**WHAT NEEDS TO BE DONE:**
Count the lines in the material below that contain the string "surface", with case counting, and give only that number.
---- DATA SHOWN
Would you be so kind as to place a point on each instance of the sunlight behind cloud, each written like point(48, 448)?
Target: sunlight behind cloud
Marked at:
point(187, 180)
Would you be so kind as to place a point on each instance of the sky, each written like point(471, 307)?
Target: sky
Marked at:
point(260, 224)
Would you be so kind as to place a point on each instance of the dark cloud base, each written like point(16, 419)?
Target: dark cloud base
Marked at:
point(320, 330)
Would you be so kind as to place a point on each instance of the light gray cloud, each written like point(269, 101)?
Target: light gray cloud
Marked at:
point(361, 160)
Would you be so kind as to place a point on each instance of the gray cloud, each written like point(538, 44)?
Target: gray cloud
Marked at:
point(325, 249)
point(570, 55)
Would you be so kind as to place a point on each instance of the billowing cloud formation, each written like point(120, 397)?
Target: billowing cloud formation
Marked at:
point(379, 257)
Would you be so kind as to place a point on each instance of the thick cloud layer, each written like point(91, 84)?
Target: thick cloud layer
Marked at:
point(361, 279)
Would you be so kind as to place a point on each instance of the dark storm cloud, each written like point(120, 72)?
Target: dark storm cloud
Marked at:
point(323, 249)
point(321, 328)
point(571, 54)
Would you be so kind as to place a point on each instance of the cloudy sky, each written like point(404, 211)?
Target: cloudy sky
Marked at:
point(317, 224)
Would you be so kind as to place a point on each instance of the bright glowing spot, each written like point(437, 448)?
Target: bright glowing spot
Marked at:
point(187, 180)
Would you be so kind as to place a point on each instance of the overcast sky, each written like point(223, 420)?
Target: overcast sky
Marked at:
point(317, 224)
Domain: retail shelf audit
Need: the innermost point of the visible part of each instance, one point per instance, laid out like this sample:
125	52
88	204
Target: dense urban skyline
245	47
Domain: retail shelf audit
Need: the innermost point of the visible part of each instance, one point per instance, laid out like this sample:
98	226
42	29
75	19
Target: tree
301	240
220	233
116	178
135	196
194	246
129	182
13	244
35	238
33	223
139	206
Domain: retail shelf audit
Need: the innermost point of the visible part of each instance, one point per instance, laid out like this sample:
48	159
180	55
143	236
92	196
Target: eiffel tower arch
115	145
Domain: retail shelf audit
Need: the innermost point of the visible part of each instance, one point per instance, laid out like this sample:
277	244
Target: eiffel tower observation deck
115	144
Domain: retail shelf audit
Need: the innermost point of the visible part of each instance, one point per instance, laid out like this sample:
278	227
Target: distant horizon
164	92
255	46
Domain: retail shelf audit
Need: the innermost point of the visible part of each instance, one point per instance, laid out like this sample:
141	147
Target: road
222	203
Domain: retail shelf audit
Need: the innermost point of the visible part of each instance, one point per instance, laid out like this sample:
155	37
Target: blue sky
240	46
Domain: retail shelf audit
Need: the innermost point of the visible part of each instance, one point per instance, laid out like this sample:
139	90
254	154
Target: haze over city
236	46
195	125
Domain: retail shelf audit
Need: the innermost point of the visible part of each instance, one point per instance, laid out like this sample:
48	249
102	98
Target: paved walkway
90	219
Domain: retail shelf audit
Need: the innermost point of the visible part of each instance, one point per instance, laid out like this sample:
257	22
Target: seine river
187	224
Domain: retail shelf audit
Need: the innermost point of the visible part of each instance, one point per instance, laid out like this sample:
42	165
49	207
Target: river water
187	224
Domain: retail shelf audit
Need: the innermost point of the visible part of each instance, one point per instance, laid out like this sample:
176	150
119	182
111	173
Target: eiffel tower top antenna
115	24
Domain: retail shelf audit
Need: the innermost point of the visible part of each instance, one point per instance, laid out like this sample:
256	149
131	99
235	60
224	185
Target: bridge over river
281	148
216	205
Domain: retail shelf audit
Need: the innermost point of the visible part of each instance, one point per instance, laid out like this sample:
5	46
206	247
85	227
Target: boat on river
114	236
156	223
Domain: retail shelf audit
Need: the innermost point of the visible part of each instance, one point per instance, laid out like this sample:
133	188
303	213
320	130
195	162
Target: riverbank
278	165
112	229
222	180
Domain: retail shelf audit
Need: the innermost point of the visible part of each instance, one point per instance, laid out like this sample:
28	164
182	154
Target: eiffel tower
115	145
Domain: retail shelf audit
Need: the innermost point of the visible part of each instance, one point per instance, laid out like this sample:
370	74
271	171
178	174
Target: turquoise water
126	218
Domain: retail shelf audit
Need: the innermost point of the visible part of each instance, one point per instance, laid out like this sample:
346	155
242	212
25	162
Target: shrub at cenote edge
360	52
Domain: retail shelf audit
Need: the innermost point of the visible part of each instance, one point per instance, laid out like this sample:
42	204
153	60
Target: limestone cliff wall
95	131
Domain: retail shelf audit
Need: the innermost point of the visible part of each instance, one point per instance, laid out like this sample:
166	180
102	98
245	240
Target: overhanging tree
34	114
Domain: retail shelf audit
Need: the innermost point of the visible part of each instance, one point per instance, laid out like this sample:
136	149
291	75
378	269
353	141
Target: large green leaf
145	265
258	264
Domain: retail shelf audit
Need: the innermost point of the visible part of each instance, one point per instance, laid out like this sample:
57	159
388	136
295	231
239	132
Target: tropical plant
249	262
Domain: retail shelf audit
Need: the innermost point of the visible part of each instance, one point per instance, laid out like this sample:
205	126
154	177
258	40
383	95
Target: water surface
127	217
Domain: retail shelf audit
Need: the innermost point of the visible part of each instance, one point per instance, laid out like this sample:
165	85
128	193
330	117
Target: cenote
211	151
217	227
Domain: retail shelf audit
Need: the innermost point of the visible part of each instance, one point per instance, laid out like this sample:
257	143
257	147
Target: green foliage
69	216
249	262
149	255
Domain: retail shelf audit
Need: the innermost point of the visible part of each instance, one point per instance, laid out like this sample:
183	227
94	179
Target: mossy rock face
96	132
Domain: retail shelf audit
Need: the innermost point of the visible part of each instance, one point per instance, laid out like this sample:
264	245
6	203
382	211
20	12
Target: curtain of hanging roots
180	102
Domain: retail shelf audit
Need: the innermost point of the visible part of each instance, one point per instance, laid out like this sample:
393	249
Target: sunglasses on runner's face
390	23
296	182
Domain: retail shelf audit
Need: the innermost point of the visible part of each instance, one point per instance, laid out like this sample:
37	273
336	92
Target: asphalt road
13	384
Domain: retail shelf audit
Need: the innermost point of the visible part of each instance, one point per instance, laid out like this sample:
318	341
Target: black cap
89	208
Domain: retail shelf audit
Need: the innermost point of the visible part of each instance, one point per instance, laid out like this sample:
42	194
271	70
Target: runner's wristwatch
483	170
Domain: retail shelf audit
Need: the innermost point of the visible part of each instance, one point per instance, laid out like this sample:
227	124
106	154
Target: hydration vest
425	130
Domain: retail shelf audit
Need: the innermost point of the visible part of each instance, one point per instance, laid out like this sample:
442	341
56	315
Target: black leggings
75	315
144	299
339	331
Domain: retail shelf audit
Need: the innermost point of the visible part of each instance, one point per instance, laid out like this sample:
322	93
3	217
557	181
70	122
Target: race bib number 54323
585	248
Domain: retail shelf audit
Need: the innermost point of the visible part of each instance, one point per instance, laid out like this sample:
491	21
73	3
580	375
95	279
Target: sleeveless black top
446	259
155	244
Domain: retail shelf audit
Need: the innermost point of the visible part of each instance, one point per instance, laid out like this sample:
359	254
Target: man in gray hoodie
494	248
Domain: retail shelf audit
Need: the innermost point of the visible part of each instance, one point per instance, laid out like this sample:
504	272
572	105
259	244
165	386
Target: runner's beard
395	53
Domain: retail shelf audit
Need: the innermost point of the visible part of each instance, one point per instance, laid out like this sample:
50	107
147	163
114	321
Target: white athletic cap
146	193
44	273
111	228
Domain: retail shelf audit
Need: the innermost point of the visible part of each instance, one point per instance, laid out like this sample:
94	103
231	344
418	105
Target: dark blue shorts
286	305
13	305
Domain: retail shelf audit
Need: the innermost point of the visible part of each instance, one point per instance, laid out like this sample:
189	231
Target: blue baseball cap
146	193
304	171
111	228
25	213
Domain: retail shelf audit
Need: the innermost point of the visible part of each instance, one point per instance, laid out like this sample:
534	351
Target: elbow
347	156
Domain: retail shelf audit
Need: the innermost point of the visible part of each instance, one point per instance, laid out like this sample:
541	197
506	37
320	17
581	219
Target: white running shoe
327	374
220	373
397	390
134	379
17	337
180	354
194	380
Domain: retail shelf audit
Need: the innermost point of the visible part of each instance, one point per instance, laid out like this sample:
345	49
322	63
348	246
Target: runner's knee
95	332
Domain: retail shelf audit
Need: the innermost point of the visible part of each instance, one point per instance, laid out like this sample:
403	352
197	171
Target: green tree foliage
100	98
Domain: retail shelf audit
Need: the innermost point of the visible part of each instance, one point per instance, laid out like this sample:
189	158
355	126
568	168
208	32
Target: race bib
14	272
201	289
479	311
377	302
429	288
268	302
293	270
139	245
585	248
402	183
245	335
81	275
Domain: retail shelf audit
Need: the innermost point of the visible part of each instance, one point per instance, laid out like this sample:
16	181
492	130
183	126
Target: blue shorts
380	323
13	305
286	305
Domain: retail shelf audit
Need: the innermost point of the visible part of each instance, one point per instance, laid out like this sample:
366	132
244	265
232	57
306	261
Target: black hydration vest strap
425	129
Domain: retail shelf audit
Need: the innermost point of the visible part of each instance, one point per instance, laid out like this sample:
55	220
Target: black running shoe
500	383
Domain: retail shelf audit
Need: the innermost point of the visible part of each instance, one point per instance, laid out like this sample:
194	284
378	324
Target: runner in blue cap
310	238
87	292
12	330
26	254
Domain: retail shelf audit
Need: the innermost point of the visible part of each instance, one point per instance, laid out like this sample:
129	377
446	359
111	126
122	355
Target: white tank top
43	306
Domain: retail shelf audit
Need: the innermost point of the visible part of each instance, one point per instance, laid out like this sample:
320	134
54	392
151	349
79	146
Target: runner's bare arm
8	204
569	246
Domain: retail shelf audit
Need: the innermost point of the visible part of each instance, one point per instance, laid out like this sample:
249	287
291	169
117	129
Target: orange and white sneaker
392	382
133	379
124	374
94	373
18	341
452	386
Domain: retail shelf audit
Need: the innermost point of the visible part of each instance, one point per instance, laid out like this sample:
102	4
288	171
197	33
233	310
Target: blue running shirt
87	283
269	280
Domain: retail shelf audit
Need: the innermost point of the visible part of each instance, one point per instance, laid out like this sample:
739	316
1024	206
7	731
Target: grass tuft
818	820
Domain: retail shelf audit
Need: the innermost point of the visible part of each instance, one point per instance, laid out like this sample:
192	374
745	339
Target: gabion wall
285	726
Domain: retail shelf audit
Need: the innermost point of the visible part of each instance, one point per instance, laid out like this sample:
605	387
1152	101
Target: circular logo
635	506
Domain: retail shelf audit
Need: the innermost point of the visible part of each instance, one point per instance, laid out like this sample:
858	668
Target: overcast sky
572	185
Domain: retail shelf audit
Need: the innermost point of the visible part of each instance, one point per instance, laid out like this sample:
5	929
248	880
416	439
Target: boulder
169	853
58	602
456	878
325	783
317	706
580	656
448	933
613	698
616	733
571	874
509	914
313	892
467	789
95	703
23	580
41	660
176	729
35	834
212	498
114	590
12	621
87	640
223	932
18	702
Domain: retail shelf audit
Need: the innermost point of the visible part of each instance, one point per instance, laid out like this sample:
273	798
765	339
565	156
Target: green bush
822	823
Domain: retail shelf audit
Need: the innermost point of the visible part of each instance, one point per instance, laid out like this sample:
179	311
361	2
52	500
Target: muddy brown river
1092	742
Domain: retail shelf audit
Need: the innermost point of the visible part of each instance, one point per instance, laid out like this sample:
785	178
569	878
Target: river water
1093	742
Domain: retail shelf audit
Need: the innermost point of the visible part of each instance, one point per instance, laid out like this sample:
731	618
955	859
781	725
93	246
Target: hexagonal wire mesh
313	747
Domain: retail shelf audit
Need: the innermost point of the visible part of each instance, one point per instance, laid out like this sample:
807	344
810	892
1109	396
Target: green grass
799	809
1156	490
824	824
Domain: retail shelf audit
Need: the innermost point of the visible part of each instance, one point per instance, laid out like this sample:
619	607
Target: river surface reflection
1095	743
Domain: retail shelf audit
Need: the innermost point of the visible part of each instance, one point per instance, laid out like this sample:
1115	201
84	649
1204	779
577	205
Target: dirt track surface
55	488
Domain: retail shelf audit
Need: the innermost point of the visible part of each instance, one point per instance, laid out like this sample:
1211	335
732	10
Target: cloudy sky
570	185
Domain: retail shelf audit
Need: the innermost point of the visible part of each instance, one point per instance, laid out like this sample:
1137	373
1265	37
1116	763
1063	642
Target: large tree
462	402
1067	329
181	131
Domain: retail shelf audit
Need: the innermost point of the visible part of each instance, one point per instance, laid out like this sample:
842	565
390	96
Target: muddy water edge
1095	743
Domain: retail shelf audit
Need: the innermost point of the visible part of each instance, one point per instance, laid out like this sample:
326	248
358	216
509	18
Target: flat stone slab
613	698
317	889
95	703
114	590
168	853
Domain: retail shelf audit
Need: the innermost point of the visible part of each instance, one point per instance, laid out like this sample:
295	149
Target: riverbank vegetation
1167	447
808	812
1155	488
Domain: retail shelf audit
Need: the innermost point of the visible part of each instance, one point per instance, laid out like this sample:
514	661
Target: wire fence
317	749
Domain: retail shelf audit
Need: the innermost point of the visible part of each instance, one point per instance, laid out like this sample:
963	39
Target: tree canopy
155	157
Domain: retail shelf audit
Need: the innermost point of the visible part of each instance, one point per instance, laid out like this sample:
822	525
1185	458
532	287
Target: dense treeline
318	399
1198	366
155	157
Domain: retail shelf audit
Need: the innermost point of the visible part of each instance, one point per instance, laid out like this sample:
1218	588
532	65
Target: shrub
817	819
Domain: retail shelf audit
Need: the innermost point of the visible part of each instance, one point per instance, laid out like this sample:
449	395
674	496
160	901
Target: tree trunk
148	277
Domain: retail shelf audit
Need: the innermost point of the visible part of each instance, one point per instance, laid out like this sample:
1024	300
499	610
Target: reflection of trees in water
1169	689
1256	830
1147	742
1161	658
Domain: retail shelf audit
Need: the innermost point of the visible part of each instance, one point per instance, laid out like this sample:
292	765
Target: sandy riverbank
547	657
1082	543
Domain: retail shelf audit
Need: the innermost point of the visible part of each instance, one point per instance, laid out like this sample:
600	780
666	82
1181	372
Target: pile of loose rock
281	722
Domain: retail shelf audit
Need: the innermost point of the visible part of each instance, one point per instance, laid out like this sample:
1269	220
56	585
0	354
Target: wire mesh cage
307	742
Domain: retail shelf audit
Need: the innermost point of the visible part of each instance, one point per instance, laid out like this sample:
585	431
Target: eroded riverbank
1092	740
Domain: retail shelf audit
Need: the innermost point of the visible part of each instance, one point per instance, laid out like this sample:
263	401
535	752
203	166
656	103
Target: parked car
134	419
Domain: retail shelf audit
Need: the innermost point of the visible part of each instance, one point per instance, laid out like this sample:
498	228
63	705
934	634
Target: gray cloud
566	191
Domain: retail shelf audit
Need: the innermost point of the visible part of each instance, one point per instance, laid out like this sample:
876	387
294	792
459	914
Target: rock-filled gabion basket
--------
**RESULT:**
3